## 演習問題
A – 提示文に基づき、次の問いに答えてください。
(i) 大統領が大人のように振る舞うことができるのは、何のおかげですか。
(ii) 泉ゆき雄版に登場する「まさかり部隊」の隊長の名前は何ですか。
(iii) 遊星X人は、どのような点で人間との違いを見せていますか。
B – 提示文で兵士の赤ん坊が「一般兵士の赤ん坊」と表記されている理由を、提示文に即して一、二文で説明してください。
C – 提示文から、「ヘルメットにパイロットスーツ」から「遊星X人 (ゆうせいえっくすじん)」までを、両端の語句も含めてそのまま抜き出してください。

## 提示文
--

赤ん坊帝国の大統領で、シルクハットをかぶり蝶ネクタイを締めスーツを着ている赤ん坊。思考を言語化するおしゃぶりと、身体を自由に動かす機械のおかげで大人のように振舞うことができる。赤ん坊帝国の指揮を執る。泉ゆき雄版では大統領の名前は三郎になっている。

一般兵士の赤ん坊 (いっぱんへいしのあかんぼう)

ヘルメットにパイロットスーツを身に着けた赤ん坊の兵士。おしゃぶりは離さない。「遊星X」に潜入したり、操縦器を奪われた大仏の中に忍び込んでコントロールを取り戻したりと、とても勇敢である。それぞれに特に名前はつけられておらず、このような表記となった。泉ゆき雄版では「まさかり部隊」の隊長「金時」という兵士キャラが登場する。

遊星X人 (ゆうせいえっくすじん)

星ごと地球に忍び寄り、侵略しようとしていた。高度な科学力を持つ。遊星X人の外見は、特に人間と変わらず、胸にXマークのついたコスチュームを着ていることで違いを見せている。侵略を望む者だけではなく、侵略反対派の科学者も存在している。「星ごと移動して侵略」は、同時期人気のあった小松崎茂の絵物語『地球SOS』の「バグア彗星人」も同様の行為を行っていた。

盗賊 (とうぞく)

遊星Xからの侵略が小休止したとき、赤ん坊帝国に忍び込んで「小型人間の生える植物」を盗み出す。彼らが自分たちの血液を植物に与えると、悪人の小型人間が生えてくる。悪い小型人間は赤ん坊帝国から盗み出した機械を「奈良の大仏」の内部に組み込み、大仏を巨大ロボットにしてしまうのだった。 赤ん坊帝国のコモリー博士は、これに対抗するために「鎌倉の大仏」をロボットにして戦わせるが、負けてしまったので溶解液で盗賊と悪の小型人間を溶かしてしまう。

--

## 行データ
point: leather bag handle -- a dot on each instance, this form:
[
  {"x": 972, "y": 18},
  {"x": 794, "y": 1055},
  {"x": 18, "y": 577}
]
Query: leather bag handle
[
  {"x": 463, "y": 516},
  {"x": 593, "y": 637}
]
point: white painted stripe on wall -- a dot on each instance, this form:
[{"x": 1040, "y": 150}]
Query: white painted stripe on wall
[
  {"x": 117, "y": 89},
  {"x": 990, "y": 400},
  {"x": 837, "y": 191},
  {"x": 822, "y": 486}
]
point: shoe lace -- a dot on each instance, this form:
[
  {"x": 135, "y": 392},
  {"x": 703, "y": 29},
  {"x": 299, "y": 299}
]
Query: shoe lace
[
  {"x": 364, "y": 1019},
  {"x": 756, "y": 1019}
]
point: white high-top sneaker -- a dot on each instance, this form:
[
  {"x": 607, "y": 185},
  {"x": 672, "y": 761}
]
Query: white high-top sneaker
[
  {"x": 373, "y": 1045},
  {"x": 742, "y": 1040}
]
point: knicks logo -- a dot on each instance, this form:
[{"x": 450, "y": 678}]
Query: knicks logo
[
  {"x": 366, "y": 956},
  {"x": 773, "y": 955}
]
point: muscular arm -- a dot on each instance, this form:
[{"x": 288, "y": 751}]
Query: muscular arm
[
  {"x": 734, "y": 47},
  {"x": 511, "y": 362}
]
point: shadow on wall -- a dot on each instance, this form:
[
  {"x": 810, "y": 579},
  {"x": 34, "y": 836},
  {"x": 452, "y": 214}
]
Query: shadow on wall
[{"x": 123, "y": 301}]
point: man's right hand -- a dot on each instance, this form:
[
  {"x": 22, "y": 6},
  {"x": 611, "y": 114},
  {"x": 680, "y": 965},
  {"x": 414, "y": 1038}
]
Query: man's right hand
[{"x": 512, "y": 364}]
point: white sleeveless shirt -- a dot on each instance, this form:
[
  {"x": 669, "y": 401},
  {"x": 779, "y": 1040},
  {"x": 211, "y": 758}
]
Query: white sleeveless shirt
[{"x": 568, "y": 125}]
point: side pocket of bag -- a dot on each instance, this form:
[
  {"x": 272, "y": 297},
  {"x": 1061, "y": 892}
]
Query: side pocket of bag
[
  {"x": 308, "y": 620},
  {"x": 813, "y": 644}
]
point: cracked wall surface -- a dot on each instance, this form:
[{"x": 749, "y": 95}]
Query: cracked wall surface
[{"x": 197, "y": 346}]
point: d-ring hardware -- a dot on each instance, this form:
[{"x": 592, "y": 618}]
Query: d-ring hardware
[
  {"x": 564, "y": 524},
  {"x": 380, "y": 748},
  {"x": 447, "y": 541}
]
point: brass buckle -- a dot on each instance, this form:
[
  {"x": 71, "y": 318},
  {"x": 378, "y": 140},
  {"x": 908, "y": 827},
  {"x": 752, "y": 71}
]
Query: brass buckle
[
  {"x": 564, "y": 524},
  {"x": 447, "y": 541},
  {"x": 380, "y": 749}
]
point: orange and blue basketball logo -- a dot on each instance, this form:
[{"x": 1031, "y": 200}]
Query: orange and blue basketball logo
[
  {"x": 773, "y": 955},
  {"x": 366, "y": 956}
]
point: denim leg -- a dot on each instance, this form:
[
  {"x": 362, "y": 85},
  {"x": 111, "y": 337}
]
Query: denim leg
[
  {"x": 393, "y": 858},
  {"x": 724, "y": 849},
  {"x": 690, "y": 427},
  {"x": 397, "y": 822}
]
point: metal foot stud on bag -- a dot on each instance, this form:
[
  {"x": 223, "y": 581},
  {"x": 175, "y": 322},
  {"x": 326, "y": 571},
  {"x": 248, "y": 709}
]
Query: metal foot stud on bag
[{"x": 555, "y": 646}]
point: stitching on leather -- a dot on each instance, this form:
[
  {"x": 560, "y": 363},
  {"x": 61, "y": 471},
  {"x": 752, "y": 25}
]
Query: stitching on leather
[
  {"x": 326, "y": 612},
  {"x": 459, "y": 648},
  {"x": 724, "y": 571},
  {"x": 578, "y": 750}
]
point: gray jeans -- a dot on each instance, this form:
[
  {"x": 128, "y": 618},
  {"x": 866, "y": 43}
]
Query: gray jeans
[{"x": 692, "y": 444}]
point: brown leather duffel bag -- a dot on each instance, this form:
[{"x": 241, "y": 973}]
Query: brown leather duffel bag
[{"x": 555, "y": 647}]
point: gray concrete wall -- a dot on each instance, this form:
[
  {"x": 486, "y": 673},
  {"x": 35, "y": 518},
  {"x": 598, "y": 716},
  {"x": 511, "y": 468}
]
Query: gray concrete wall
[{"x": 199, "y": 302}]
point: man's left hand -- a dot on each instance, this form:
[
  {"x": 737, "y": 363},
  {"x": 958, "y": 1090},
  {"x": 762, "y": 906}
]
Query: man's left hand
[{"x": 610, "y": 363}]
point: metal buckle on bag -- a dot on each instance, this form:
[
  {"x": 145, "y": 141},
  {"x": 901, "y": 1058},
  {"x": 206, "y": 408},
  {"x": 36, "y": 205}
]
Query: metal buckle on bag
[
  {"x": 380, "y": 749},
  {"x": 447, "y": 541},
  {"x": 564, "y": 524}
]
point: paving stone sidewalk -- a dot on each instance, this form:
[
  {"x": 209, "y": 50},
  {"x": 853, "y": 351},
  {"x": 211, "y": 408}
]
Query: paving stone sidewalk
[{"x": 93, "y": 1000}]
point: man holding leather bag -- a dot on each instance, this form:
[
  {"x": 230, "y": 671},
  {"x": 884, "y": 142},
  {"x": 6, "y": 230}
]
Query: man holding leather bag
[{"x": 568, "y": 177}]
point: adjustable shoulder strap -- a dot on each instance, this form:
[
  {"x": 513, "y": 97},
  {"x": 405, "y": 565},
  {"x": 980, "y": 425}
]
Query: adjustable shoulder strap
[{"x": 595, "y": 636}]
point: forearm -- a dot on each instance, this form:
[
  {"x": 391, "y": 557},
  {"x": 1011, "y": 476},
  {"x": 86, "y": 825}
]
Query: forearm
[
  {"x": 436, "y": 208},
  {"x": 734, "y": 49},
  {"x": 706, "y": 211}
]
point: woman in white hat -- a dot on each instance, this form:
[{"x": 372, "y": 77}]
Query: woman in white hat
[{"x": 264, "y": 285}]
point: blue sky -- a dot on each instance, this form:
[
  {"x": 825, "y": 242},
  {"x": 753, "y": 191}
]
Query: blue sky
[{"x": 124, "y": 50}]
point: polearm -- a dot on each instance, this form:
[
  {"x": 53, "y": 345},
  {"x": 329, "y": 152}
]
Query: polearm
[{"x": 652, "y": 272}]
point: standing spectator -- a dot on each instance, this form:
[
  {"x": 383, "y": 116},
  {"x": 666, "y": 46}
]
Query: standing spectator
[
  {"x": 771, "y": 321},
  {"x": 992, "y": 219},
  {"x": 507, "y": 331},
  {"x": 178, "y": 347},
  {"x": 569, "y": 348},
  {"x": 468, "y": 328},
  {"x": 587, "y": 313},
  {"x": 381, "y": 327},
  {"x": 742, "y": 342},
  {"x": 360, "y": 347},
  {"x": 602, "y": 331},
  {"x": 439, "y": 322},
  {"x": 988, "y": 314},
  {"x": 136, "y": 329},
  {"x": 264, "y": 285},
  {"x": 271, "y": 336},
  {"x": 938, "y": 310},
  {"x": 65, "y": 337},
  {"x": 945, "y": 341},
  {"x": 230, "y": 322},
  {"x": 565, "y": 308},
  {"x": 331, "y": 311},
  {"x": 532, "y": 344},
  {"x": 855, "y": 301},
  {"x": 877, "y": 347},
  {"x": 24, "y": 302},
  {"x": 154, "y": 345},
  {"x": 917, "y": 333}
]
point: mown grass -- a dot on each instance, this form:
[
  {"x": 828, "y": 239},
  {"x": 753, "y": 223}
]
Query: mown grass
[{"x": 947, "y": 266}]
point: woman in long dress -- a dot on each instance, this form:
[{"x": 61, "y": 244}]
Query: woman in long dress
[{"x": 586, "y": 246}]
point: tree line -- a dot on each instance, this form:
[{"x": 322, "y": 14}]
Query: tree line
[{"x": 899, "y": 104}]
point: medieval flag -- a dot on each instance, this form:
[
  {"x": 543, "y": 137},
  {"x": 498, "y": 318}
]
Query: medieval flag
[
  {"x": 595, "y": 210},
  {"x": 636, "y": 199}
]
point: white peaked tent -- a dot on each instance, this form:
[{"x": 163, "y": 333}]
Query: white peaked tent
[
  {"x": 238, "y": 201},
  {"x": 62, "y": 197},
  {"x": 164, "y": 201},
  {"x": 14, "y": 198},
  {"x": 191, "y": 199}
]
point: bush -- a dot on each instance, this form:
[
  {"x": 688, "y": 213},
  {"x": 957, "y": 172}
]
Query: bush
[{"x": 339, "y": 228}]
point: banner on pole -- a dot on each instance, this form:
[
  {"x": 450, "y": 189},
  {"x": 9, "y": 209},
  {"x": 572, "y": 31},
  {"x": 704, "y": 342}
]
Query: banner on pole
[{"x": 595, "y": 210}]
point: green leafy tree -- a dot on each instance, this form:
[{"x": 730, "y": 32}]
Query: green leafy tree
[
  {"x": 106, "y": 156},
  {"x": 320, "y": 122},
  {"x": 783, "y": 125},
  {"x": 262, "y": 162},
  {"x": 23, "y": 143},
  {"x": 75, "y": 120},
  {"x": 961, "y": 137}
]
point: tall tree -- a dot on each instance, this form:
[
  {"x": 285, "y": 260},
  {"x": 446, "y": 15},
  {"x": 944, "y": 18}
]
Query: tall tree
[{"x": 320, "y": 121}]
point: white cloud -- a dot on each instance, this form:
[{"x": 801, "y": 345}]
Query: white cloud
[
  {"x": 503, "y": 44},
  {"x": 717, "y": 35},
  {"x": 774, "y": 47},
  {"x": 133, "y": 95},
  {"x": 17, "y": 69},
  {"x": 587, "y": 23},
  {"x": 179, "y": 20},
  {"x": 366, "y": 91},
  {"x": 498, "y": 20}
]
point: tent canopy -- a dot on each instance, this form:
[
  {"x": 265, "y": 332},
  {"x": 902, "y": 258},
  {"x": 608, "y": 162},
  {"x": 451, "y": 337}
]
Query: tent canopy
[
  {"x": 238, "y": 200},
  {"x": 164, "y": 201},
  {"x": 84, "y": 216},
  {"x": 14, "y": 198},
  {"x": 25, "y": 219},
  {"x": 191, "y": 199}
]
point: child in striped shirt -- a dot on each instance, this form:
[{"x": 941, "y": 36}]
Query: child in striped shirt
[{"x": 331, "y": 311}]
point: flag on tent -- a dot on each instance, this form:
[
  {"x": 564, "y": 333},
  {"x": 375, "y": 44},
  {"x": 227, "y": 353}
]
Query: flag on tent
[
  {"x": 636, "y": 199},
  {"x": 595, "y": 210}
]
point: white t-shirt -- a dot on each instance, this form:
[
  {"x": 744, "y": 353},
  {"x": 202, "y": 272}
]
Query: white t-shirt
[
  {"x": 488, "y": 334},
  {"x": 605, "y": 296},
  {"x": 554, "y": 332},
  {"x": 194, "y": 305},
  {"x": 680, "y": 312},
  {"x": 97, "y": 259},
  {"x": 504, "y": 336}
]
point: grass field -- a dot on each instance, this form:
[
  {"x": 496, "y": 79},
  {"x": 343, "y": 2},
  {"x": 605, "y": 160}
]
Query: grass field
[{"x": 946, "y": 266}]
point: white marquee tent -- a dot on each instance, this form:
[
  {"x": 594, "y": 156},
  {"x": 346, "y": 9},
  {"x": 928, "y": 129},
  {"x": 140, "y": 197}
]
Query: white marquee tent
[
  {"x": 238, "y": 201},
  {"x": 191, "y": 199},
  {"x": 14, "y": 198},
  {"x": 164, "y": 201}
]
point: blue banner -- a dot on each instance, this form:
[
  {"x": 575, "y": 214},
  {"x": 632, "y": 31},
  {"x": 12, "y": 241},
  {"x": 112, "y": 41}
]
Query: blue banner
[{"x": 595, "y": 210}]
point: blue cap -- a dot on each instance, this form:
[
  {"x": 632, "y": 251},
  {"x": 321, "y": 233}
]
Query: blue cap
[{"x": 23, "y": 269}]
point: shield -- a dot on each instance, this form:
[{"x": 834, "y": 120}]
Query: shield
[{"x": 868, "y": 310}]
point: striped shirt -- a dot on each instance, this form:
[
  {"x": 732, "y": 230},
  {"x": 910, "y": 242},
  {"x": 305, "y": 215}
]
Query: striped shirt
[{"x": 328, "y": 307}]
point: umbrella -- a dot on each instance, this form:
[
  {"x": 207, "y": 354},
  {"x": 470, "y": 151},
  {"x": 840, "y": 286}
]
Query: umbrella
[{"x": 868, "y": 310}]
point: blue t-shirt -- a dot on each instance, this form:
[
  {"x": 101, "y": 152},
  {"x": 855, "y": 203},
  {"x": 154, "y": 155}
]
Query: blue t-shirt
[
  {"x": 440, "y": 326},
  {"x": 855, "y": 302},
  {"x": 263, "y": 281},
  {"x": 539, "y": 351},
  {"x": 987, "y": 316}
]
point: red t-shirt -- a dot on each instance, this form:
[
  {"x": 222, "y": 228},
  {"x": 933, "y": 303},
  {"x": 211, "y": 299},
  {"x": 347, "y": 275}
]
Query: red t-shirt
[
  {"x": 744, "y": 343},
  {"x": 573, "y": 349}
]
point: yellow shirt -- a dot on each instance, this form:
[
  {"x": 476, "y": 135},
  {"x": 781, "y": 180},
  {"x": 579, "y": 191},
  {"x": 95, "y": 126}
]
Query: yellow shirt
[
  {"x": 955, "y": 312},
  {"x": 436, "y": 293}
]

--

## 解答一覧
A –
(i) 思考を言語化するおしゃぶりと、身体を自由に動かす機械のおかげです。
(ii) 金時です。
(iii) 胸にXマークのついたコスチュームを着ている点です。

B – それぞれの兵士に特に名前がつけられていないためです。

C –
ヘルメットにパイロットスーツを身に着けた赤ん坊の兵士。おしゃぶりは離さない。「遊星X」に潜入したり、操縦器を奪われた大仏の中に忍び込んでコントロールを取り戻したりと、とても勇敢である。それぞれに特に名前はつけられておらず、このような表記となった。泉ゆき雄版では「まさかり部隊」の隊長「金時」という兵士キャラが登場する。

遊星X人 (ゆうせいえっくすじん)